→ **DIRECTIONS FOR THIS TASK**:
Convert the items from the line containing "Where can you spot the hand on" through the line containing "(1454, 477)", both included, into a Markdown table with the columns Row and Line text. Skip any blank lines.

□ □ □ □ □

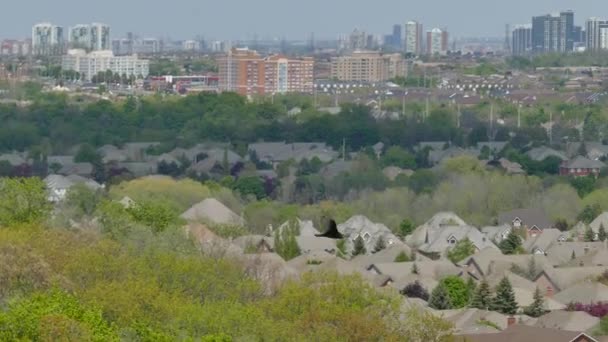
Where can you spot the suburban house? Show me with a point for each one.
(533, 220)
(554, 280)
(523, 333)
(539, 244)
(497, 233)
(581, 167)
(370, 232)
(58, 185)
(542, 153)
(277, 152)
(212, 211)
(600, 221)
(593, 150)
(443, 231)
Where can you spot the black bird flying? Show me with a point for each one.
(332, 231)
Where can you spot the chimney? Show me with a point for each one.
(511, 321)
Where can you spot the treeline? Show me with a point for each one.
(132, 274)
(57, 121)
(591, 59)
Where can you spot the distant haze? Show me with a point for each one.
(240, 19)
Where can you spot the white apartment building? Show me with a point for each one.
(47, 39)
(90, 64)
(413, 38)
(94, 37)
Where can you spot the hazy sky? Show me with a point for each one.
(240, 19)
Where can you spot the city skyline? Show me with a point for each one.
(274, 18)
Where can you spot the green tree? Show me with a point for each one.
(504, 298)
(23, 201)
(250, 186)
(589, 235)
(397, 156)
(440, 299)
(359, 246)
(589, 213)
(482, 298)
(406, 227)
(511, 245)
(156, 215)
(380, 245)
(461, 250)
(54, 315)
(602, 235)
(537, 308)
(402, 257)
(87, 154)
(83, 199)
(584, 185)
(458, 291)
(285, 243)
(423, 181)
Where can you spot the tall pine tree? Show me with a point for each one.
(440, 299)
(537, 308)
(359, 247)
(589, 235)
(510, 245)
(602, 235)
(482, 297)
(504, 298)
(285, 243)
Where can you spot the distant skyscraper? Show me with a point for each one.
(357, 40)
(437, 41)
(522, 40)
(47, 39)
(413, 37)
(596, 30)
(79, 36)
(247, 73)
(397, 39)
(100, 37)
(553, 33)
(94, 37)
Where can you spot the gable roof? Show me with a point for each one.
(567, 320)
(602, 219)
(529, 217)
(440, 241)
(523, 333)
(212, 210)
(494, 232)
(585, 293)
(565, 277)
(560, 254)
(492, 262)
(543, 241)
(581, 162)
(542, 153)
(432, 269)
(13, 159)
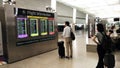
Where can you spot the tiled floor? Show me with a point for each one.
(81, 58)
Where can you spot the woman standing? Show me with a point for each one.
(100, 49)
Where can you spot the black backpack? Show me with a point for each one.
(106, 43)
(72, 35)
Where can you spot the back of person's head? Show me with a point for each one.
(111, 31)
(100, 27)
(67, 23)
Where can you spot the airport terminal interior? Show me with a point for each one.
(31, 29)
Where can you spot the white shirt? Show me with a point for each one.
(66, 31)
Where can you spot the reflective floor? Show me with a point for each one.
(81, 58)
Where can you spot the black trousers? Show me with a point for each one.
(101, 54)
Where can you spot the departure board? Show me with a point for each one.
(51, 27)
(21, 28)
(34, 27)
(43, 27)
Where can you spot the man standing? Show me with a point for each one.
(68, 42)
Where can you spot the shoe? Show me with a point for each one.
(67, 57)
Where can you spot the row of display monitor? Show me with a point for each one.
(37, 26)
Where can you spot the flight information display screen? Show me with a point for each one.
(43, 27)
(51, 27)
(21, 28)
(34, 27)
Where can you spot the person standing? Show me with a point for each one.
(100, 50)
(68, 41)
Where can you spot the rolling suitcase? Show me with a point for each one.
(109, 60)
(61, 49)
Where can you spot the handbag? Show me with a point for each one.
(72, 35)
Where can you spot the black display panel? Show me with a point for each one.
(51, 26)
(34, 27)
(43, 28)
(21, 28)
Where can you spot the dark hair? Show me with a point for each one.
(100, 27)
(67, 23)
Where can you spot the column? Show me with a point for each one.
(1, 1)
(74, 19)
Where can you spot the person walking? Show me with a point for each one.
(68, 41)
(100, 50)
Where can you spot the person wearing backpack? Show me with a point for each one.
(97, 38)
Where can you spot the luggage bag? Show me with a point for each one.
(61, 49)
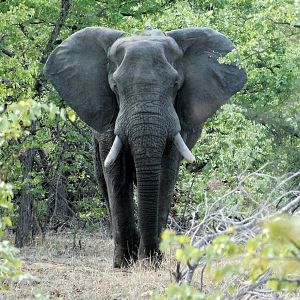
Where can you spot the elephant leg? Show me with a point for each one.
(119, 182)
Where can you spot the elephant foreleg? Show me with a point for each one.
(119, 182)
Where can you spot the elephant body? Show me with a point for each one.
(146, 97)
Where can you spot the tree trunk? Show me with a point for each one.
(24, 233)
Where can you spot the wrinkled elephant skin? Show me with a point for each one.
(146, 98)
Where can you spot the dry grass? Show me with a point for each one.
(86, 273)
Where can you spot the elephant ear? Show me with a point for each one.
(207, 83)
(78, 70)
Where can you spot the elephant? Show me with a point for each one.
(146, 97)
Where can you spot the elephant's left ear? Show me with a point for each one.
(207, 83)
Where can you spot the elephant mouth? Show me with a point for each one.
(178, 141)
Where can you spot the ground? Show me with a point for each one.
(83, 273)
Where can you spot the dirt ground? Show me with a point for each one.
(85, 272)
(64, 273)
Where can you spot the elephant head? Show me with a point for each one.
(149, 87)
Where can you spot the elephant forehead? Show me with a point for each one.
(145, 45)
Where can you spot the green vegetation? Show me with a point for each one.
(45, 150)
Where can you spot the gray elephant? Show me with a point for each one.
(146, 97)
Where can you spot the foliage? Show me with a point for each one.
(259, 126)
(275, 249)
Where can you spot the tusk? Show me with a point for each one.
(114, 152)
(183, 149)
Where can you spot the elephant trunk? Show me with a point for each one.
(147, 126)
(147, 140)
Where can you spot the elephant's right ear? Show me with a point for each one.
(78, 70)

□ □ □ □ □

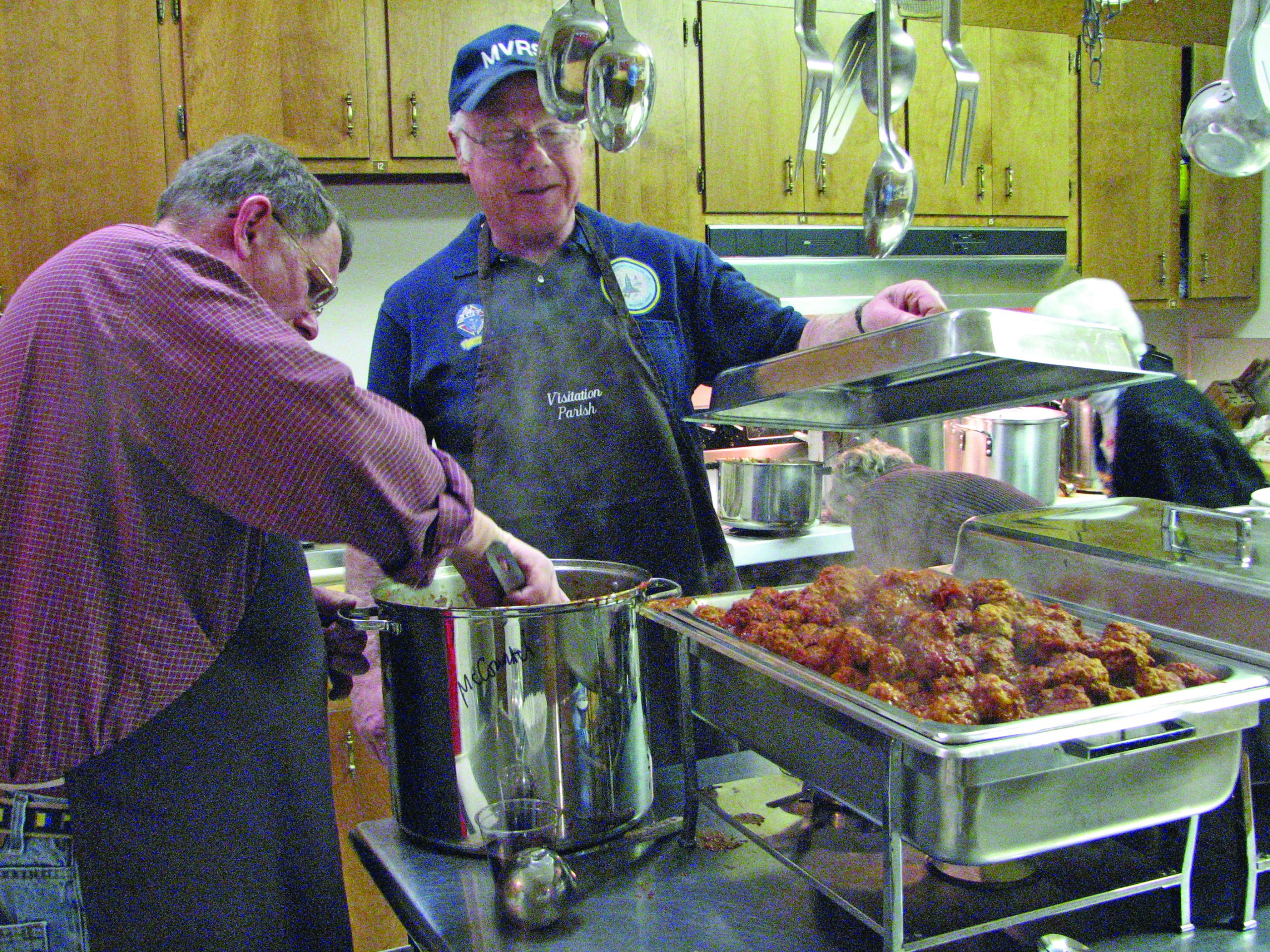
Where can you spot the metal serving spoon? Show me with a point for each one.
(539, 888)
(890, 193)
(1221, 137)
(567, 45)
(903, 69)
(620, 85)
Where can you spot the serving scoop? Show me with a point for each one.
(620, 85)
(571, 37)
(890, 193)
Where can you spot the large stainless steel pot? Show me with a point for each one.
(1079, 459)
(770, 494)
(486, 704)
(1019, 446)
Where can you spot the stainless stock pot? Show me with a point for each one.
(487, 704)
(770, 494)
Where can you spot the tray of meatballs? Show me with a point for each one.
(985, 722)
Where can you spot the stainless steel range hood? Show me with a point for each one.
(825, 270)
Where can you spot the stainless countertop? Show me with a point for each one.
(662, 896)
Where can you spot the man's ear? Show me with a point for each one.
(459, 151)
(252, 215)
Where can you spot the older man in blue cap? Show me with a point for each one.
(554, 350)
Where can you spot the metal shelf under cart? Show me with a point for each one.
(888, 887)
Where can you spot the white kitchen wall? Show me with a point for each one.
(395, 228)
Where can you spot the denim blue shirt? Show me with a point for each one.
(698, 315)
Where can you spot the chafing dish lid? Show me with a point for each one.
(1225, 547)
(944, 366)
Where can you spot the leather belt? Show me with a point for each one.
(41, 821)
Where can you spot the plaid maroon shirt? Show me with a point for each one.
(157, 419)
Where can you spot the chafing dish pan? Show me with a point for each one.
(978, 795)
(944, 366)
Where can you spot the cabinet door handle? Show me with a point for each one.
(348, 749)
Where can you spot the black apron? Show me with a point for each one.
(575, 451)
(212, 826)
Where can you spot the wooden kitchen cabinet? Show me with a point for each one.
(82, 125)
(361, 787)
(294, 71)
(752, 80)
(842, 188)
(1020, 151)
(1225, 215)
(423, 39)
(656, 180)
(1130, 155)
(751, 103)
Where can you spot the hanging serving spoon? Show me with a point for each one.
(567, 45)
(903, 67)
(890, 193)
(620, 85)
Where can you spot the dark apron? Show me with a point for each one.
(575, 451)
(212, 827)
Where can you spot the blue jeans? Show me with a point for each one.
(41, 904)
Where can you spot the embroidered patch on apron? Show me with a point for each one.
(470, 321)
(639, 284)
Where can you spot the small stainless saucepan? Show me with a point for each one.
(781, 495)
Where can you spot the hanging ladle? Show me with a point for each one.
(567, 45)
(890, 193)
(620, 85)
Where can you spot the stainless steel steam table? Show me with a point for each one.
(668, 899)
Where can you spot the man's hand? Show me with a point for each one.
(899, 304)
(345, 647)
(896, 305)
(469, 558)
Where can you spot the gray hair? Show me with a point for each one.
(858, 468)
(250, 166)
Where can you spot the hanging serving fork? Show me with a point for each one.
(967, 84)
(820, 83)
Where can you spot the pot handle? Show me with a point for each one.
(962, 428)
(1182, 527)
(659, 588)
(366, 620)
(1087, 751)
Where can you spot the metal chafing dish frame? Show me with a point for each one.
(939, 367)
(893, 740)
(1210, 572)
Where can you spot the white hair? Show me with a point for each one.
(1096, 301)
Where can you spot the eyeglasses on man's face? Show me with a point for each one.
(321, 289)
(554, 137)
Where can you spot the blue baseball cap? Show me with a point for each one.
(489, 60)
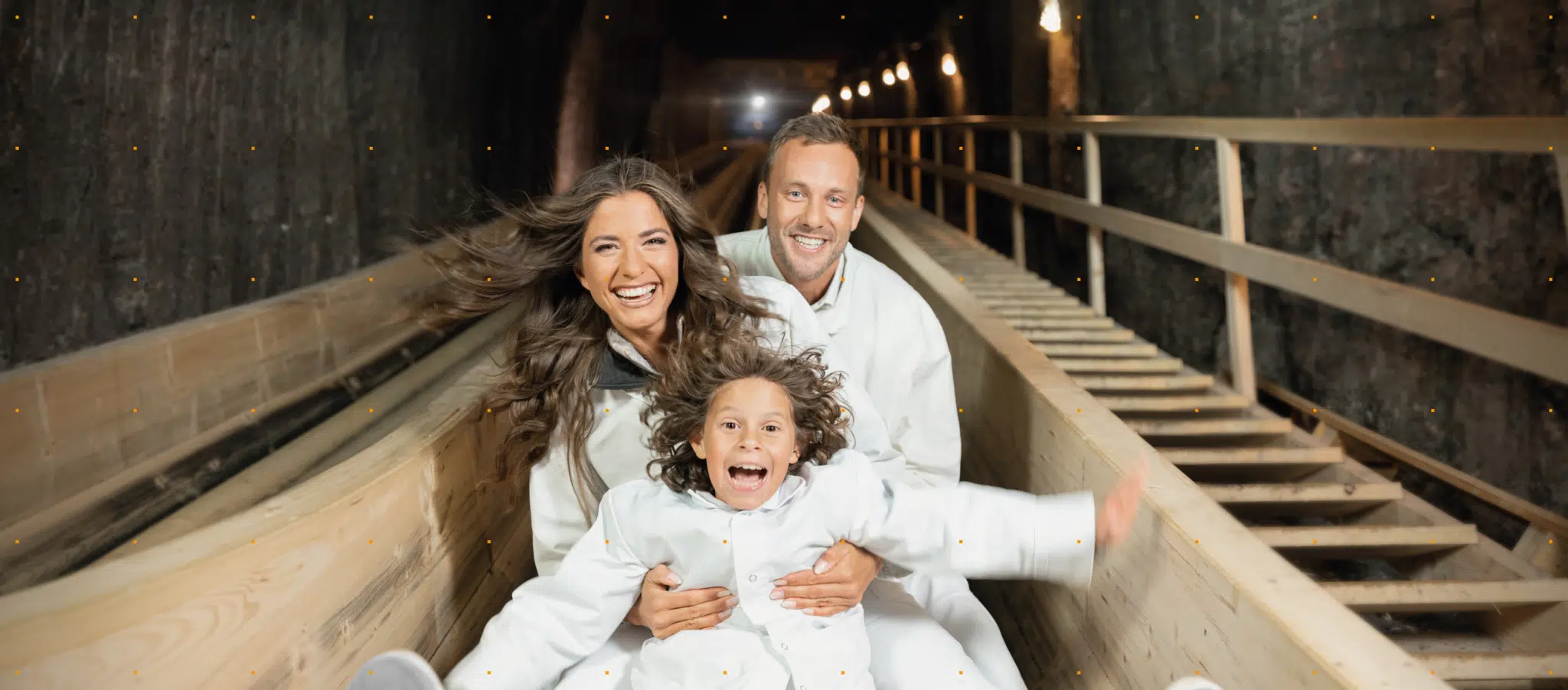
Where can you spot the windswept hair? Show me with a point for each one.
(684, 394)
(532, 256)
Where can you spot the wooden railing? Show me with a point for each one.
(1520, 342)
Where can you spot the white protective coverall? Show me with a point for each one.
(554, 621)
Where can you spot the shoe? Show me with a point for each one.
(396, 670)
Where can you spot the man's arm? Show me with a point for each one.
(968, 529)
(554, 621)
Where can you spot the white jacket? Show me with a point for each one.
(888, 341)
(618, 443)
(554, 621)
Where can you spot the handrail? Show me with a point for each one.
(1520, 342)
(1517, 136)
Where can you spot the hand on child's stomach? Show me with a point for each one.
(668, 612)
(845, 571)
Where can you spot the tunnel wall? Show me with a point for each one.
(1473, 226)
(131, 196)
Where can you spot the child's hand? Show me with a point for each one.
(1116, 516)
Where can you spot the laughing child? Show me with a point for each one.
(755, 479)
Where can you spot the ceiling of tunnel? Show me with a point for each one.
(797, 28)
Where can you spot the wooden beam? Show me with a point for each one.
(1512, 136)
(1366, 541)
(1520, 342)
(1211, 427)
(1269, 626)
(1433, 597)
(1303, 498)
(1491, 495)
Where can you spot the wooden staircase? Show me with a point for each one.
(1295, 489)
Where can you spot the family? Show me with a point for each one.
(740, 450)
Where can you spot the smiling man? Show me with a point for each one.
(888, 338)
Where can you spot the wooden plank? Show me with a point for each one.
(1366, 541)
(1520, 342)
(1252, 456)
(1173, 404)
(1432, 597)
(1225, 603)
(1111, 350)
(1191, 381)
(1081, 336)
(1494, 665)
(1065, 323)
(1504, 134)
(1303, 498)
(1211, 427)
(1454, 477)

□ □ □ □ □

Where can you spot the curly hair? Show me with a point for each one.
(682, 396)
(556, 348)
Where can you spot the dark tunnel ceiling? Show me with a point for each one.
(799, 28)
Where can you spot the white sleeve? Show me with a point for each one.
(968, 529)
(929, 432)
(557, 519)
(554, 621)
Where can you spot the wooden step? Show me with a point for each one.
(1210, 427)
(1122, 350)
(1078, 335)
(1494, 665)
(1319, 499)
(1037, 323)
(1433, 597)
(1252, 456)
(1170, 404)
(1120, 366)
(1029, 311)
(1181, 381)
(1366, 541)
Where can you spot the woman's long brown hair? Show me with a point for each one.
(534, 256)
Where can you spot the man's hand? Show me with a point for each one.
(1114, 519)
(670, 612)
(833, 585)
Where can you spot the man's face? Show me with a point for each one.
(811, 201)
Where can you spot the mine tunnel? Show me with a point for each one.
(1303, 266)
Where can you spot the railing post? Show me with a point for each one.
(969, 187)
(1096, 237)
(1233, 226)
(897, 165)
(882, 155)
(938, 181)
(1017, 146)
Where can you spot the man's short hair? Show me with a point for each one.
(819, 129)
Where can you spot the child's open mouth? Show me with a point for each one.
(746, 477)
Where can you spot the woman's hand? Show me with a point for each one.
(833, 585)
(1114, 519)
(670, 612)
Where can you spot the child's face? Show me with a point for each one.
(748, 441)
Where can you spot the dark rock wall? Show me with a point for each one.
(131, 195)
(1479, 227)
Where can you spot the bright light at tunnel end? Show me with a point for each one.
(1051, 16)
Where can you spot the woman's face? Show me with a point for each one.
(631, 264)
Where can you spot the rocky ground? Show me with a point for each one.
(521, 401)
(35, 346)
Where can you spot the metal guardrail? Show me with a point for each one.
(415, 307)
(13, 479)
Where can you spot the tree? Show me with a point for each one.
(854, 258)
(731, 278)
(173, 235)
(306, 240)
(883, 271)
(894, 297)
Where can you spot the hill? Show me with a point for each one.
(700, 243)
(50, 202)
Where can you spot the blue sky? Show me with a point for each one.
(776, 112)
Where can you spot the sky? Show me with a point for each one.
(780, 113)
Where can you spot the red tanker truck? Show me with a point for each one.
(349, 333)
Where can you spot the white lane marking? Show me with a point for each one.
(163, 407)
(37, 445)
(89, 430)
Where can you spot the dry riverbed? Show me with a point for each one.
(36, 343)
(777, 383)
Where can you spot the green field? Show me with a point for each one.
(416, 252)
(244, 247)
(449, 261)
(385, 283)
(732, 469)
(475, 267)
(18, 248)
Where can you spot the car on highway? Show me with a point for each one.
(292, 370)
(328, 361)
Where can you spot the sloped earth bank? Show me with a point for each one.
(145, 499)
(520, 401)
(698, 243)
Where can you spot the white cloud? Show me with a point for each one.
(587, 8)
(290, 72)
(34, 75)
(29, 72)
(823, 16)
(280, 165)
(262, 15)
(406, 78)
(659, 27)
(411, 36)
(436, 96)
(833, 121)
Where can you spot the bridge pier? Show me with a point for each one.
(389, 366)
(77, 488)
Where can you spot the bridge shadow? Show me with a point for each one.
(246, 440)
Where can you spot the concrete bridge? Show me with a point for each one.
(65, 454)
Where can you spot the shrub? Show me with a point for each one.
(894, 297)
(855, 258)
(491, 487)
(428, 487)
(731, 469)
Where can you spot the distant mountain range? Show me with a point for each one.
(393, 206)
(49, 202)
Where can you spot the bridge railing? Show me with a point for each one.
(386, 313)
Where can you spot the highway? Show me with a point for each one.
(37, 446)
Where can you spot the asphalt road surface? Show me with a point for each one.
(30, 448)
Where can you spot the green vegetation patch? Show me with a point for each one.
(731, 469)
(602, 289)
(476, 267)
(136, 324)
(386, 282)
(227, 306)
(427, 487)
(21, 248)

□ □ □ □ □

→ **ANSWER BELOW**:
| Row | Line text |
|---|---|
| 1 | Where can you spot the hand on child's stomach? Show me with a point for each one. |
| 2 | (668, 612) |
| 3 | (845, 571) |
| 4 | Where can you spot the tunnel wall? Show me with a point for each one. |
| 5 | (1473, 226) |
| 6 | (131, 196) |
| 7 | Where can you spot the child's hand? Show me with a point for each one. |
| 8 | (1116, 516) |
| 9 | Where can you spot the laughing child? Show me with a point for each one. |
| 10 | (755, 479) |
| 11 | Where can you spot the ceiling of tunnel? Show me with a point for each one. |
| 12 | (797, 28) |
| 13 | Where can you spot the wooden beam? Show me with a point for each one. |
| 14 | (1512, 136) |
| 15 | (1366, 541) |
| 16 | (1520, 342) |
| 17 | (1211, 427) |
| 18 | (1269, 626) |
| 19 | (1433, 597) |
| 20 | (1303, 498) |
| 21 | (1491, 495) |
| 22 | Where can you spot the wooden staircase? Show me with a point for each one. |
| 23 | (1295, 489) |
| 24 | Where can you spot the family? Show me with a point for each one. |
| 25 | (740, 450) |
| 26 | Where can you spot the smiling man? Show me with a point for each one. |
| 27 | (888, 338) |
| 28 | Where can you spot the wooden plank? Show me with a point for each one. |
| 29 | (1366, 541) |
| 30 | (1520, 342) |
| 31 | (1252, 456) |
| 32 | (1173, 404) |
| 33 | (1432, 597) |
| 34 | (1225, 603) |
| 35 | (1111, 350) |
| 36 | (1191, 381) |
| 37 | (1081, 336) |
| 38 | (1494, 665) |
| 39 | (1065, 323) |
| 40 | (1504, 134) |
| 41 | (1303, 498) |
| 42 | (1211, 427) |
| 43 | (1454, 477) |